§ Do this:
Copy word for word the rows below, from the start of the rows through the line that contains "(1094, 550)", including both ends. Leave the pictures out.

§ Data to use:
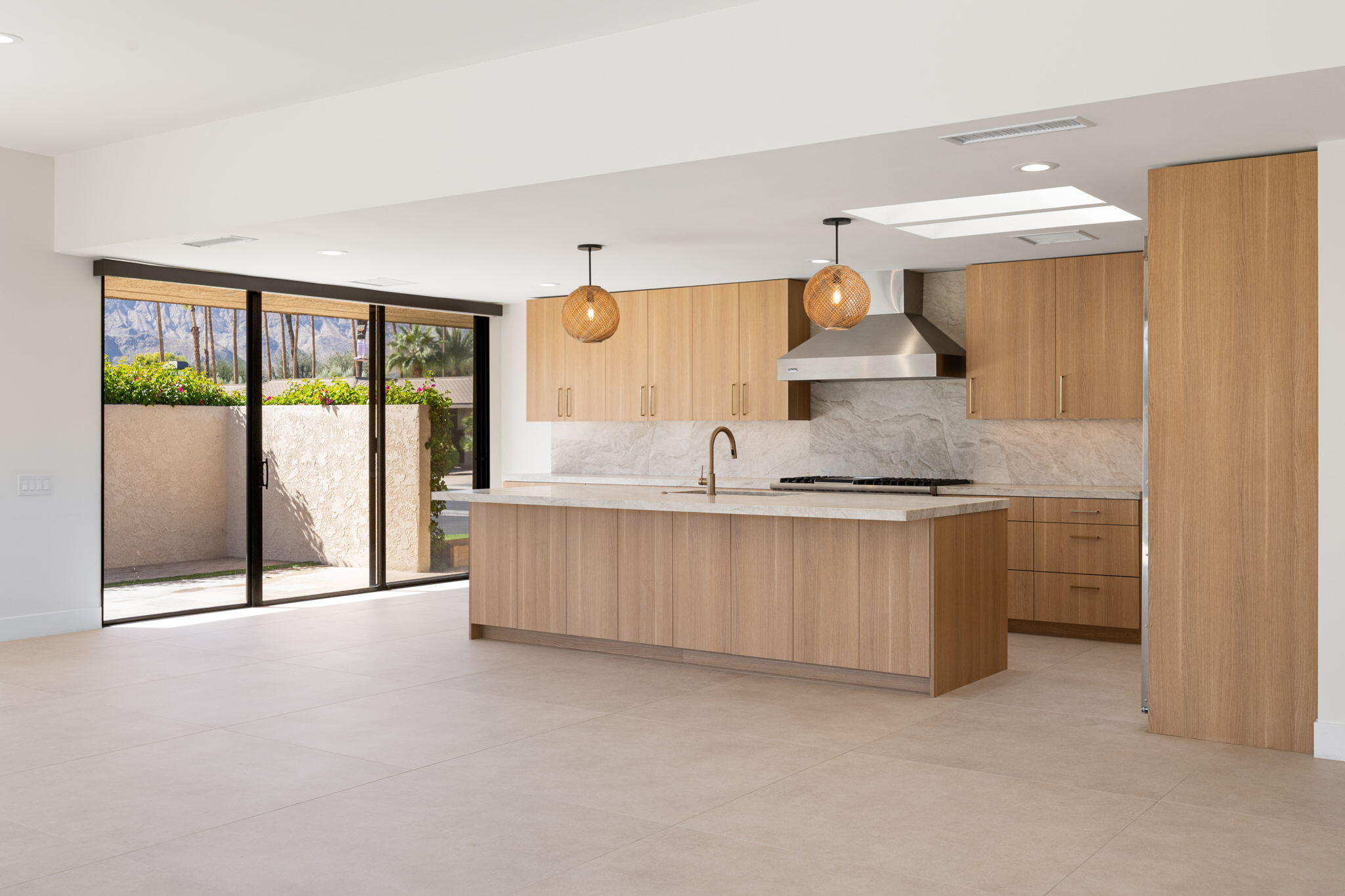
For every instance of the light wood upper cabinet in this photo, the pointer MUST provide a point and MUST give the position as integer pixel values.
(686, 354)
(771, 322)
(545, 359)
(1099, 336)
(628, 360)
(1056, 339)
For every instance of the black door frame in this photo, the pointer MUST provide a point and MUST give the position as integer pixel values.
(257, 464)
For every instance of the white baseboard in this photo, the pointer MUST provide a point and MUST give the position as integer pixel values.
(1329, 739)
(45, 624)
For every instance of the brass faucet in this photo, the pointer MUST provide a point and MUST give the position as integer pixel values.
(708, 480)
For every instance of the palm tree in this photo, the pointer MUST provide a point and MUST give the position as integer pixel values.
(413, 349)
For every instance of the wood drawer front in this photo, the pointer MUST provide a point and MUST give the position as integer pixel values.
(1020, 545)
(1097, 511)
(1087, 599)
(1094, 550)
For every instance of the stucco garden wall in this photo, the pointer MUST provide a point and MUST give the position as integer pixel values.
(175, 484)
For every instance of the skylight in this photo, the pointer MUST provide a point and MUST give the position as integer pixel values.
(1009, 223)
(977, 206)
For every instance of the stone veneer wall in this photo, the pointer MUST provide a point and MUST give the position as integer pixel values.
(914, 427)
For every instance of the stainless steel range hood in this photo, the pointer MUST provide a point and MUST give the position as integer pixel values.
(893, 343)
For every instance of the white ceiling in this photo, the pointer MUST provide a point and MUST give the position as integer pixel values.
(758, 217)
(97, 72)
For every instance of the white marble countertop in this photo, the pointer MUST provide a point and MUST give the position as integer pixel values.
(843, 505)
(998, 489)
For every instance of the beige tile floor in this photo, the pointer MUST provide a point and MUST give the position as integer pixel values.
(363, 746)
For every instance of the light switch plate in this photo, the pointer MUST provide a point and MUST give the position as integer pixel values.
(34, 484)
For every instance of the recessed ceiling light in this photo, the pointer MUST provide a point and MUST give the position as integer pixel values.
(382, 281)
(977, 206)
(1009, 223)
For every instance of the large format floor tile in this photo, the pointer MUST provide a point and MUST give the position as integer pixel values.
(632, 766)
(1181, 851)
(1084, 752)
(1269, 782)
(405, 836)
(689, 863)
(244, 694)
(147, 794)
(428, 657)
(957, 826)
(802, 712)
(591, 680)
(64, 729)
(417, 726)
(27, 853)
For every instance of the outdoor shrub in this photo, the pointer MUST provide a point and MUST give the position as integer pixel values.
(146, 381)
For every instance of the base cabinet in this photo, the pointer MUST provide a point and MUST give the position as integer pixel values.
(920, 602)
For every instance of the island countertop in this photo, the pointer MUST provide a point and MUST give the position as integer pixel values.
(838, 505)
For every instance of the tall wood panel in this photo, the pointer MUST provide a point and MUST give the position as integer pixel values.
(494, 595)
(771, 322)
(541, 567)
(701, 581)
(1232, 450)
(592, 575)
(715, 370)
(1011, 340)
(545, 360)
(628, 360)
(646, 576)
(762, 610)
(826, 591)
(894, 597)
(671, 354)
(1099, 336)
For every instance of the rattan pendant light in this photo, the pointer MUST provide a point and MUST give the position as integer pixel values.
(590, 313)
(835, 297)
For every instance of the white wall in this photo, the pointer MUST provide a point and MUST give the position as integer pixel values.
(50, 304)
(763, 75)
(1331, 498)
(517, 446)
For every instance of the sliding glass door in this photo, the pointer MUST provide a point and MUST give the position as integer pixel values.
(261, 446)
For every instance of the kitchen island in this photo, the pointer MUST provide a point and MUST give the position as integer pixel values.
(903, 591)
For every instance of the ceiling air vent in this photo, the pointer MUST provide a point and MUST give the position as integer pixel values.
(1063, 237)
(222, 241)
(1074, 123)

§ The result:
For every instance of the light wood upper cabinet in this photo, the pointer MUST provide a point and MUST give the position as integer pixel values.
(686, 354)
(771, 322)
(545, 359)
(1099, 336)
(628, 360)
(1056, 339)
For every instance of the black door frame in this photo, the pointer MUST provide a point and MUST give the position as integer pixel values.
(257, 464)
For every instance of the white baseboard in this photo, the pointer MUST provide a point and MUST give the position as integer pixel values.
(1329, 739)
(45, 624)
For every instance of the brass faucet in this photo, the pointer MUST provide a point and MUST give the position as integer pixel values.
(708, 480)
For every instance of the palm tree in this photo, the pointer MUST provide a point and MUST give the position as integer pixel values.
(413, 349)
For every instance of the wood drawer front in this photo, the pointer MUST provide a point and MUST give the position as integer pixel values.
(1020, 545)
(1097, 511)
(1087, 599)
(1094, 550)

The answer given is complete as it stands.